Directions for this task ::
Extract every line in the rows below that contains the string "woman". Matches must have the same uppercase and lowercase letters.

Input material ::
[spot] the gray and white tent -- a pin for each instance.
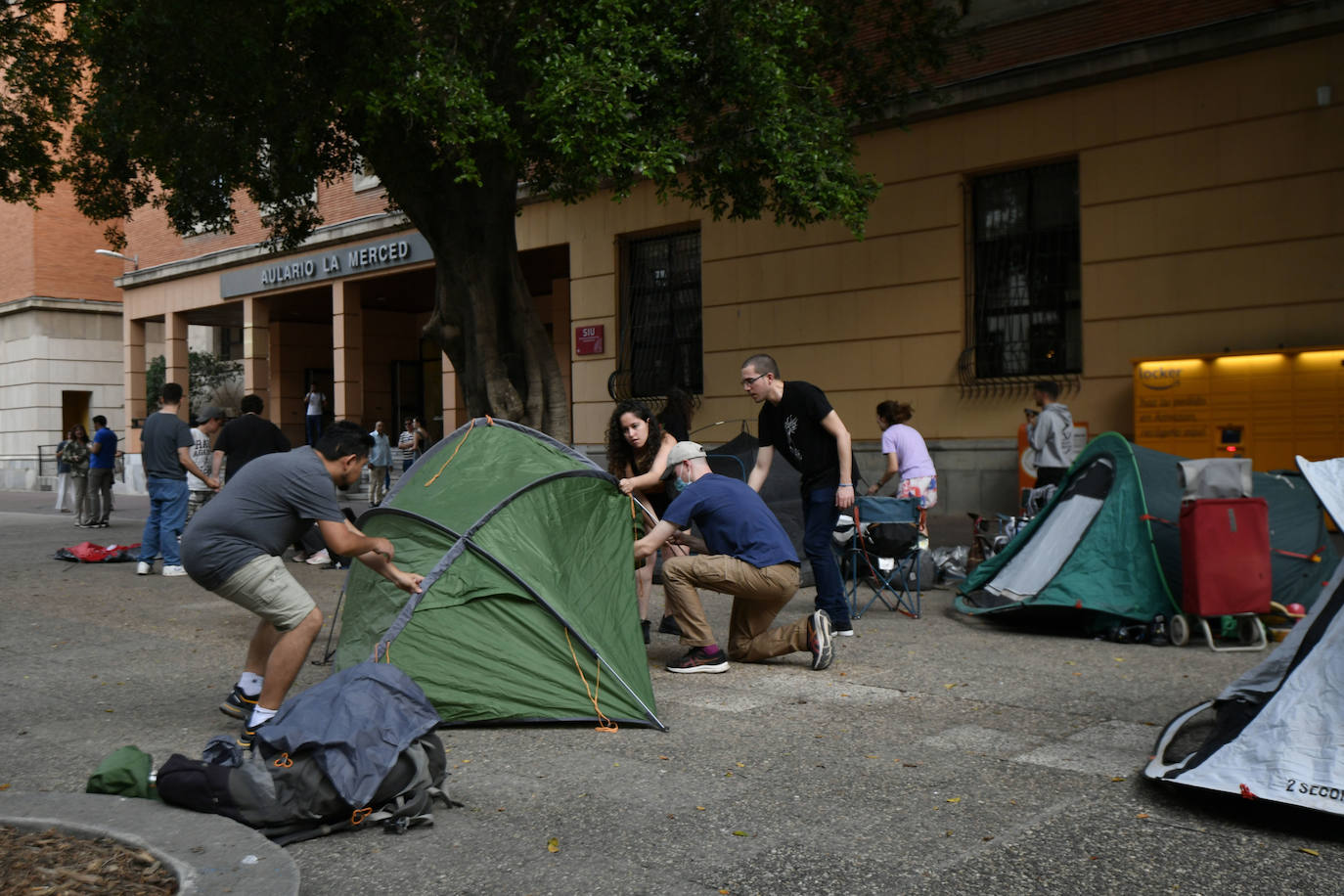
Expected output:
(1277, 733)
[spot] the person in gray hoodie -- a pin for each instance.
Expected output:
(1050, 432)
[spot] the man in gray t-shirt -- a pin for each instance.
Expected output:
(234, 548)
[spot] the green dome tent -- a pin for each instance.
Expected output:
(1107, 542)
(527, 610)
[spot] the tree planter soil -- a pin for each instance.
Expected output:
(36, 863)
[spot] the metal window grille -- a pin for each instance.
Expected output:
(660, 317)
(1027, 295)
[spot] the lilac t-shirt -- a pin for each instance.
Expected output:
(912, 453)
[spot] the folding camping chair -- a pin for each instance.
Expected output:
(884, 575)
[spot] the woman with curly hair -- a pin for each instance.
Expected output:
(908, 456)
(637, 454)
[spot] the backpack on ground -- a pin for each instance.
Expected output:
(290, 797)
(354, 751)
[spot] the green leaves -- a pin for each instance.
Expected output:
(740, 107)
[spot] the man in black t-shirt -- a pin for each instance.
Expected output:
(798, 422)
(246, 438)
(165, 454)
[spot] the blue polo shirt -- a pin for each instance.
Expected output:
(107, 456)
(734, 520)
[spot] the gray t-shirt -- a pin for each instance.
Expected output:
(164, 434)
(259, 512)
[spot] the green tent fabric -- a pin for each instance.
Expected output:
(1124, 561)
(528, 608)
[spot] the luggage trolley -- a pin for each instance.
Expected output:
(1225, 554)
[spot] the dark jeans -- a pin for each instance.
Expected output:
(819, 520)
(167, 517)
--
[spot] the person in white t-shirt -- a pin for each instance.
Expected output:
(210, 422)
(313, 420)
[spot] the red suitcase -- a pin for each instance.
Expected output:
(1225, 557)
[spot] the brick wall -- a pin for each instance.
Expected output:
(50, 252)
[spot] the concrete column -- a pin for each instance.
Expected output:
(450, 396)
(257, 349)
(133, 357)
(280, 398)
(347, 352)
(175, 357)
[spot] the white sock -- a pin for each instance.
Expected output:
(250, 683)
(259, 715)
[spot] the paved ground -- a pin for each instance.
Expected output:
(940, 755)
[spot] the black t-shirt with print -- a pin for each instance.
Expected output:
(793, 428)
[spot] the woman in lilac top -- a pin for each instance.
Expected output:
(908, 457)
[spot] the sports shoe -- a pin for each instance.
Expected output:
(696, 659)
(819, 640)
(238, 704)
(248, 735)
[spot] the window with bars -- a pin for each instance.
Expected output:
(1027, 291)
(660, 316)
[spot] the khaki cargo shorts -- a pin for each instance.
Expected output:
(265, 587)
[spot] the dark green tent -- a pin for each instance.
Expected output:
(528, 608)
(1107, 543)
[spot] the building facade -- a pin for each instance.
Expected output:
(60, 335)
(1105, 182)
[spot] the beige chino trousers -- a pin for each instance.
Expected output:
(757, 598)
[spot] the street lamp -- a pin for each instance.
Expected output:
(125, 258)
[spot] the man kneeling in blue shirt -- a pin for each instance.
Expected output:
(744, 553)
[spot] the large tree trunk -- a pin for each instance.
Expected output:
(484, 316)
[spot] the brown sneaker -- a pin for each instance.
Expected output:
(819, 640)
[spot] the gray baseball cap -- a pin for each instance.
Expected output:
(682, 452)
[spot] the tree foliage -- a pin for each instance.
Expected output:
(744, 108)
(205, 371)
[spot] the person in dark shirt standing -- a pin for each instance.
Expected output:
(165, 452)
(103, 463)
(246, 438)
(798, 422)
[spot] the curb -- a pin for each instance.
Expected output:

The solution ::
[spot] the woman with curly hair -- a pin for each instance.
[spot] the woman in lilac top -- a pin for each instance.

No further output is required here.